INPUT:
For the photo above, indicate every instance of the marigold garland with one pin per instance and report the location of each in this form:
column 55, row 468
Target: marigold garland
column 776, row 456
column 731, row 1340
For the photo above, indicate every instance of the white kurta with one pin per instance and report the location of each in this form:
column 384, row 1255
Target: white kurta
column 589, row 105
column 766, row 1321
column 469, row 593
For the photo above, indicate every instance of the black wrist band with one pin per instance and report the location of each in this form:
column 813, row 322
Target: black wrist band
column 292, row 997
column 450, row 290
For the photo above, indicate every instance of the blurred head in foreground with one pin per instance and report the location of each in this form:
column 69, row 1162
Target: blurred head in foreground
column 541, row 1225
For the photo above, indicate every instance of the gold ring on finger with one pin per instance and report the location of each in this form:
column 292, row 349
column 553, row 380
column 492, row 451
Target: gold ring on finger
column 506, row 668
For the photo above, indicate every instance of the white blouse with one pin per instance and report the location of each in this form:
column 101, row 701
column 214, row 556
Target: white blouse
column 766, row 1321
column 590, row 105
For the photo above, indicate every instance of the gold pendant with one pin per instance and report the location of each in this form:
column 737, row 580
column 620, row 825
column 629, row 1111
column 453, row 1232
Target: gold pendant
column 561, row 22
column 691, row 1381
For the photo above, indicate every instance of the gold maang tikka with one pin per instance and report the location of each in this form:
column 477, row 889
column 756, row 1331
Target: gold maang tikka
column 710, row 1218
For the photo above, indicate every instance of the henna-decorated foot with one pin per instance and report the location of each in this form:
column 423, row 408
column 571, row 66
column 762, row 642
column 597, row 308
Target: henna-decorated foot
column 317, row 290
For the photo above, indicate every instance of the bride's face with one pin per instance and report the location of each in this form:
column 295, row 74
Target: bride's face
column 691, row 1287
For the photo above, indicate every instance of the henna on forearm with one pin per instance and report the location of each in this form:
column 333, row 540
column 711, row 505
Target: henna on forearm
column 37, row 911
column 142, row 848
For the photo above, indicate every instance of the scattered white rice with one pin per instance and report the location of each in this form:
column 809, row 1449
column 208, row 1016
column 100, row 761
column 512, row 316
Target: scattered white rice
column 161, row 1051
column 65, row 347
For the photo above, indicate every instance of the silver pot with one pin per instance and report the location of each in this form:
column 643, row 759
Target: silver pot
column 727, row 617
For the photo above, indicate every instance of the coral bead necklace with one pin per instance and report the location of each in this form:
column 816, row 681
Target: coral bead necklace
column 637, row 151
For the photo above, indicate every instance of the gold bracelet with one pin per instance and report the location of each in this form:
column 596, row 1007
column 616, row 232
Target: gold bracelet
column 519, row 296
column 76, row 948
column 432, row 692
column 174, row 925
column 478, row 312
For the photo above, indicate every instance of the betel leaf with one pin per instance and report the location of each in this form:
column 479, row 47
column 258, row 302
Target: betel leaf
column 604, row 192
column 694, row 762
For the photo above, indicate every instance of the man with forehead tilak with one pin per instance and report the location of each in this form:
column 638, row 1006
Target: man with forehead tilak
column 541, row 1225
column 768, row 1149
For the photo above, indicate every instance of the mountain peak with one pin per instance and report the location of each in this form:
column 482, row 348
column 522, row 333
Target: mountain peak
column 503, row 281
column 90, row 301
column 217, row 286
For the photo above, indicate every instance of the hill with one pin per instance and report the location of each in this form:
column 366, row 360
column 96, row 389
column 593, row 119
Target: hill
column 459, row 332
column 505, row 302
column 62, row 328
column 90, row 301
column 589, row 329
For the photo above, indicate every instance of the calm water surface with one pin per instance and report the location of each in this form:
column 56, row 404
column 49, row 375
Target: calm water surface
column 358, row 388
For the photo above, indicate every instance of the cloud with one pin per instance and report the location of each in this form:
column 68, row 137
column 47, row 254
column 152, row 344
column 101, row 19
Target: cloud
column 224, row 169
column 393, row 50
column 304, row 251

TASK GOAL: Write out all the records above again, exactly as they stand.

EXPECTED ANSWER:
For the photo above, indicate every instance of the marigold garland with one pin per instance and report the location of each in this form:
column 55, row 468
Target: marigold garland
column 776, row 456
column 731, row 1340
For the photo above, indicate every instance of the white kurta with one pin per instance and report the location of each in this form:
column 384, row 1255
Target: white kurta
column 589, row 105
column 766, row 1321
column 469, row 593
For the photo above, indicate every instance of the black wrist band with one pin per instance and report the location of each in this form:
column 813, row 322
Target: black wrist band
column 292, row 997
column 450, row 290
For the photo above, indicate every instance of the blurred head in foreground with one pin per instance and report the location of each in this form:
column 69, row 1162
Target: blurred head in foreground
column 541, row 1225
For the photo above, indicate every instance of the gold ring on finger with one pin per instance and report the location of each in this form:
column 292, row 349
column 553, row 380
column 492, row 451
Target: gold ring on finger
column 506, row 668
For the photo above, indicate every instance of the white blouse with one pin per instance and report the location of each in this form:
column 101, row 701
column 214, row 556
Target: white blouse
column 766, row 1321
column 590, row 105
For the photo above, indicate every instance of the gold pendant with one pin per instance and report the location of each in this form:
column 737, row 580
column 620, row 825
column 629, row 1111
column 453, row 1232
Target: gold pendant
column 561, row 22
column 691, row 1381
For the photo above, indicate every instance of the gold maang tikka with one pin per instance and report the location of each in this form:
column 477, row 889
column 756, row 1331
Target: gold maang tikka
column 710, row 1218
For the photo above, indicate every instance of the henna-decorated foot with one pin per instance and report the location of each in this form:
column 423, row 408
column 571, row 66
column 762, row 642
column 597, row 308
Target: henna-decorated foot
column 317, row 290
For the photo above, indicate every instance of the bride's face with one pin per instance and report the location of each in this form:
column 295, row 74
Target: bride's face
column 691, row 1287
For the photo above, indicate every instance of the henna on forearm with one pin per instance and report the location of each in this form:
column 333, row 540
column 711, row 505
Target: henna on forearm
column 37, row 911
column 142, row 848
For the photo above, indicate every instance of the scattered white rice with one pin per instance and report the location of each in this form:
column 809, row 1449
column 208, row 1016
column 100, row 761
column 512, row 316
Target: scattered white rice
column 161, row 1051
column 65, row 347
For the photo above, indicate every instance of the silver pot with one pin per instance and report the location of each in this form:
column 643, row 759
Target: silver pot
column 727, row 617
For the photo above, indicate every instance of the coral bead necklace with one pin per instance and report the location of each in this form:
column 816, row 681
Target: coral bead necklace
column 637, row 151
For the photo above, indicate every instance of the gold bracelet with one pin per instance and report the location of each in this form:
column 596, row 1007
column 616, row 232
Target: gold bracelet
column 519, row 296
column 76, row 948
column 432, row 692
column 174, row 925
column 478, row 312
For the photo above, indicate every instance of the betel leaf with one pin per instance and report the location of each in this form:
column 479, row 47
column 258, row 302
Target: betel leaf
column 604, row 192
column 694, row 762
For the photo above, indicate every instance of the man with forehead tilak with one pin per instance and report the location of each in this form:
column 638, row 1006
Target: man with forehead tilak
column 541, row 1225
column 768, row 1149
For the photo above, indicate every instance of the mountain peak with one pin per instance and report the location of each in this form:
column 482, row 348
column 522, row 333
Target: mountain peak
column 503, row 281
column 90, row 301
column 217, row 286
For the photo above, indicate every instance of the hill with one pin per instance and report the location of each in this form:
column 366, row 360
column 96, row 389
column 593, row 119
Target: hill
column 459, row 332
column 505, row 302
column 62, row 328
column 90, row 301
column 589, row 329
For the photo above, indicate every instance of the calm water surface with one pin per instance and report the location of each in this form:
column 56, row 404
column 49, row 375
Target: calm water surface
column 358, row 388
For the photo above, indicate every instance of the cloud with one pin per instance and report the location of each in this form:
column 68, row 137
column 47, row 254
column 152, row 344
column 101, row 19
Target: cloud
column 224, row 169
column 393, row 50
column 304, row 251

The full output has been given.